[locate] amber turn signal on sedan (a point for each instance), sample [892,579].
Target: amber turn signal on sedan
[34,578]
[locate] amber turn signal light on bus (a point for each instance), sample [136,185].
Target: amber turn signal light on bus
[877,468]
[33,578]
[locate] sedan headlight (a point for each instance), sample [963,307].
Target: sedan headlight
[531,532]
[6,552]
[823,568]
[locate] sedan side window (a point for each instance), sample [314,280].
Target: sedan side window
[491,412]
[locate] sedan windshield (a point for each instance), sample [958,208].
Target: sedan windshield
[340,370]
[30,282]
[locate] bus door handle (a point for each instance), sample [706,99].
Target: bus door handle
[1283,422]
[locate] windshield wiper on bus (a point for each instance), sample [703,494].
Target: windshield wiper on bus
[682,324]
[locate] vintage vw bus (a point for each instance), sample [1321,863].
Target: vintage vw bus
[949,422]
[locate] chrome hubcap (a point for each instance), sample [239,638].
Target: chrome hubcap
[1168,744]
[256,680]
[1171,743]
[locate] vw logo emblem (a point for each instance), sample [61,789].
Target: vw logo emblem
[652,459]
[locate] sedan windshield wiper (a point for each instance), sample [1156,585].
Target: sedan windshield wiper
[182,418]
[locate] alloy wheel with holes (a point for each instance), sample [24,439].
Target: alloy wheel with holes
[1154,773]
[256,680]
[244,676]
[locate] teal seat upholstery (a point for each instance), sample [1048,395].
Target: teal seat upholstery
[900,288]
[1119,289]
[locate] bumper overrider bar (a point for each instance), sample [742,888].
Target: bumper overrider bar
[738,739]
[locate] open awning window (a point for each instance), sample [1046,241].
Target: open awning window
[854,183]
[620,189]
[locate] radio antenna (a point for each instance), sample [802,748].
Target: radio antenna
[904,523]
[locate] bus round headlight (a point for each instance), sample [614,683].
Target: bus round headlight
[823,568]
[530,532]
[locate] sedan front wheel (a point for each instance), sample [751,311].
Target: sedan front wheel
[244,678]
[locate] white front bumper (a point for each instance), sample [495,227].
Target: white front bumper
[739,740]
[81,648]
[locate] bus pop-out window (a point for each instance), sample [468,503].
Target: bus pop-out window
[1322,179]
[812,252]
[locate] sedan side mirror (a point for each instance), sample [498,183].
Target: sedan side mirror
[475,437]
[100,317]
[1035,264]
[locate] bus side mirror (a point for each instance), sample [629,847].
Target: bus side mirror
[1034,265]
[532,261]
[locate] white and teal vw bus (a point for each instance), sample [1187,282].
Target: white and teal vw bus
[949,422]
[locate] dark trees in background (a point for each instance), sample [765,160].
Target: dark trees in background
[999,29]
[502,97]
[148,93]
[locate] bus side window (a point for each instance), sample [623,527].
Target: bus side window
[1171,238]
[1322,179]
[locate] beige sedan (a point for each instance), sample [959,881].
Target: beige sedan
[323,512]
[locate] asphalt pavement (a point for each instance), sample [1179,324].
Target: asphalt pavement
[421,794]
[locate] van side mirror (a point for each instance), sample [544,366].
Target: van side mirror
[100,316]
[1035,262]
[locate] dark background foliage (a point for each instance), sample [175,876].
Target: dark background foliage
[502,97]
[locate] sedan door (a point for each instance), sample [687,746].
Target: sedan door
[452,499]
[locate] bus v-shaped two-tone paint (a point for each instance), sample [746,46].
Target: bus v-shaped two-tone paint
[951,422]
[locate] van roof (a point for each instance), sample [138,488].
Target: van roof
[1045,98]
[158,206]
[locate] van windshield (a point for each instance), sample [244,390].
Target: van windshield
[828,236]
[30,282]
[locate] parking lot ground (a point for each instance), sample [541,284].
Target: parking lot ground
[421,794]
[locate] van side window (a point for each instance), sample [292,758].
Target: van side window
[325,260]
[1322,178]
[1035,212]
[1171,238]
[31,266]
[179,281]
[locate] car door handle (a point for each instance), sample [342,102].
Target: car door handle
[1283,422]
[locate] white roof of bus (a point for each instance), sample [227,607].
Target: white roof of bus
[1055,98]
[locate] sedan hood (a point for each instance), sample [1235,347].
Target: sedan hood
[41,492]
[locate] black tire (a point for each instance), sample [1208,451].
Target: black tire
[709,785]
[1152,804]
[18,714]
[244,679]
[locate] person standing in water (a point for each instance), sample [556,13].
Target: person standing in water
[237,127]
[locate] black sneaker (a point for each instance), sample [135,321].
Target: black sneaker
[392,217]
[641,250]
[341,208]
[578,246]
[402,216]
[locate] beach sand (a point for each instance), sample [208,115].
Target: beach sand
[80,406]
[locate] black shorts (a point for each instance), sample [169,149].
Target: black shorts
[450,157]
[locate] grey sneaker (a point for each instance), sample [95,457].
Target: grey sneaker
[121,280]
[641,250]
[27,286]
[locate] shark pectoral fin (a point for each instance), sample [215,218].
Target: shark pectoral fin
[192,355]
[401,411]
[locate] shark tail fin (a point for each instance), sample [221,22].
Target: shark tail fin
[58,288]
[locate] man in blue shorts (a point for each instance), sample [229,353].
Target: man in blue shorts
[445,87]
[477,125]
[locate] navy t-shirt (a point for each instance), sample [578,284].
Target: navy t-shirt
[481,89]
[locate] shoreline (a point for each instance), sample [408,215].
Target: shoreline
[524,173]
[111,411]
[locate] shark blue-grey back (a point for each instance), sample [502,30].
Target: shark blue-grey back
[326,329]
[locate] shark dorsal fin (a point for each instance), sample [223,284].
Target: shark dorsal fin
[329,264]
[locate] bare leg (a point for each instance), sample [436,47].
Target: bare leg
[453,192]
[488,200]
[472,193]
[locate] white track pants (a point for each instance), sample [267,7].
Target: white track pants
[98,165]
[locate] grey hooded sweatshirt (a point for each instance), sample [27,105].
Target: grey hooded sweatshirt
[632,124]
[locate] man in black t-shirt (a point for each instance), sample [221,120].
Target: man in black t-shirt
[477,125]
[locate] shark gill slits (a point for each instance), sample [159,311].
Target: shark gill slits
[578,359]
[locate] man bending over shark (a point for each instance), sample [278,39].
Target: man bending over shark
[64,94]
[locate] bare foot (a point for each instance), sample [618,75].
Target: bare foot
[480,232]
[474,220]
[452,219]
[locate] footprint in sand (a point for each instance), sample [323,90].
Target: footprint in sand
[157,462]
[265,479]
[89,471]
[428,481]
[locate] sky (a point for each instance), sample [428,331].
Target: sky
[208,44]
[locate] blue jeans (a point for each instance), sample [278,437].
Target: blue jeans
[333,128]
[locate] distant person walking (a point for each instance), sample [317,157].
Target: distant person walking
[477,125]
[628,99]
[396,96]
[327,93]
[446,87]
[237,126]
* * *
WHAT THE TASK ASKS: Reproduce every line of the material above exactly.

OUTPUT BELOW:
[locate] amber turn signal on sedan (a point for each instance), sample [892,579].
Target: amber turn signal on sedan
[34,578]
[locate] amber turn signal light on bus (a point for each instance), sample [136,185].
Target: amber turn signal light on bus
[877,468]
[33,578]
[locate] sedan headlight (a point for each instance), sample [963,307].
Target: sedan headlight
[531,532]
[6,552]
[823,568]
[locate] sedan side window (a point for each instance), sample [314,280].
Target: sedan side window
[491,412]
[locate] sedan windshield (a point for each instance), sample [958,208].
Target: sedan windshield
[340,370]
[30,282]
[locate] bus door handle (a point for each instance), sample [706,99].
Target: bus door handle
[1283,422]
[locate] windshield wiper on bus (a point for each instance), sample [703,494].
Target: windshield wiper on bus
[682,324]
[locate] vintage vw bus (a point for each instance), sample [1321,863].
Target: vintage vw bus
[949,422]
[locate] chrome hubcap (a point for each instance), sample [239,638].
Target: chrome hubcap
[1168,744]
[256,680]
[1171,743]
[locate] vw logo emblem (a point for each instance), sample [61,789].
Target: vw logo emblem
[652,459]
[locate] sedan windshield wiper (a point for each instance), sample [1156,585].
Target: sedan windshield wiper
[182,418]
[locate] alloy wheel with holes (a point for each instance), sample [24,439].
Target: alloy wheel with holes
[1154,773]
[256,680]
[244,676]
[locate] teal seat upholstery (a point for each instance), sample [1048,395].
Target: teal seat upholstery
[900,288]
[1119,289]
[locate] bumper overrider bar (a point for each instance), sample [742,888].
Target: bumper overrider bar
[738,739]
[locate] open awning window (a point for each instance), sample [1046,241].
Target: open awning window
[854,183]
[620,189]
[locate] radio antenna (a point for each instance), sample [802,748].
Target: radio antenna
[904,523]
[locate] bus round headlight (a point for each instance), sample [614,683].
Target: bus round headlight
[823,568]
[530,532]
[locate] sedan front wheel (a point for each instance), sample [751,311].
Target: sedan front wheel
[244,678]
[locate] white front bumper (a point for each instance), sample [495,227].
Target: white front bumper
[739,740]
[81,648]
[locate] bus pop-out window (a point for each instance), sample [468,503].
Target: bus pop-out window
[1322,179]
[812,252]
[locate] sedan side mirror (a point for each instance), sample [498,183].
Target: sedan side mirror
[475,437]
[100,317]
[1035,264]
[locate] bus side mirror (a point for each instance), sample [629,847].
Target: bus side mirror
[1034,265]
[532,261]
[locate] white and teal vw bus (a point for each instance), sample [1187,282].
Target: white and teal vw bus
[949,422]
[locate] dark trees in background (a point for each instance), sample [765,160].
Target: dark trees in background
[999,29]
[502,97]
[148,93]
[locate] bus side window (a point for each instance), sample [623,527].
Target: bus side window
[1171,238]
[1322,179]
[locate] beige sedan (a point for each instance), sample [959,881].
Target: beige sedan
[323,512]
[locate] asphalt pavement (a point for each instance), sample [1179,324].
Target: asphalt pavement
[421,794]
[locate] van side mirror (a point for each instance), sample [544,366].
Target: van side mirror
[100,316]
[1035,262]
[locate] dark background foliage (a point for each instance), sample [175,876].
Target: dark background foliage
[502,97]
[locate] sedan door (a point for each instance), sample [687,746].
Target: sedan door
[452,499]
[locate] bus v-shaped two-tone paint (a point for each instance), sample [746,46].
Target: bus v-shaped two-tone paint
[951,422]
[locate] van roof (a point for each instance), sample [138,488].
Target: van roof
[1045,98]
[158,206]
[locate] van windshield (a point for each instance), sample [244,390].
Target: van windshield
[828,236]
[30,282]
[locate] parking lot ground (a point for each instance), sample [541,284].
Target: parking lot ground
[421,794]
[locate] van side window (a point for each instance), sample [292,758].
Target: van side window
[325,260]
[1322,178]
[1035,212]
[1171,238]
[31,266]
[179,281]
[locate] car door handle (a point for each instance), sample [342,102].
Target: car door handle
[1283,422]
[locate] white roof of bus (a point for each instance), sample [227,607].
Target: white roof of bus
[1055,98]
[locate] sedan hood (a point for each instance), sample [1235,347].
Target: sedan hood
[41,492]
[locate] black tire (a point for each instance), sample [1208,451].
Target: black tire
[709,785]
[1152,804]
[18,714]
[244,679]
[locate] person standing in water (a point for each instance), sample [556,13].
Target: person standing in water
[237,127]
[locate] black sneaker (a point for each instance), sample [135,321].
Target: black sneaker
[392,217]
[641,250]
[341,208]
[578,246]
[402,216]
[locate] beach sand (a point for each instance), sample [208,115].
Target: beach sand
[80,406]
[locate] black shorts (a point for each instance), sample [169,149].
Target: black shorts
[450,157]
[locate] grey sneaker (a point for each instance), sample [95,457].
Target: grey sneaker
[121,280]
[641,250]
[27,286]
[locate] shark pectoral fin (a point for each instance), sample [215,218].
Target: shark pectoral fin
[192,355]
[401,411]
[locate] shark tail fin (a point for each instance), sample [221,22].
Target: shark tail fin
[58,288]
[locate] man in blue shorts (a point for each instance), sample [229,353].
Target: man in blue shorts
[445,87]
[477,125]
[locate] navy t-shirt (a point for each instance), sample [578,284].
Target: navy t-shirt
[481,89]
[locate] shoreline (a point for each instance), sample [408,215].
Target: shoreline
[524,173]
[111,411]
[locate] shark blue-grey back (a point for each instance), sample [502,30].
Target: shark blue-grey back
[326,329]
[locate] shark dorsal fin (a point for each instance), sample [223,284].
Target: shark dorsal fin
[329,264]
[locate] bare leg (a point for each instance), sample [436,47].
Target: bare leg
[453,192]
[488,200]
[472,193]
[locate] white track pants (a point for each instance), sample [267,7].
Target: white track pants
[98,165]
[locate] grey hooded sweatshirt (a point for each instance), sample [27,105].
Target: grey hooded sweatshirt
[632,124]
[locate] man in black t-shirt (a point for each instance), sample [221,120].
Target: man in black t-shirt
[477,125]
[locate] shark gill slits (a point for each instance), sample [159,311].
Target: shark gill slits
[578,359]
[locate] man bending over shark (a point for each instance), sample [278,39].
Target: man bending over shark
[64,94]
[locate] bare foot (a point for each instance), sample [618,75].
Target: bare foot
[480,232]
[474,220]
[452,219]
[locate] footprint in sand (a point for each instance), sample [323,90].
Target: footprint in sand
[157,462]
[265,479]
[89,471]
[428,481]
[locate] sky (a point for each instance), sample [428,331].
Target: sky
[208,44]
[locate] blue jeans (a point for each instance), sample [278,437].
Target: blue jeans
[333,128]
[locate] distant person walking (a point for each instance), sample [317,157].
Target: distant person walking
[477,125]
[628,99]
[396,96]
[327,93]
[446,87]
[237,126]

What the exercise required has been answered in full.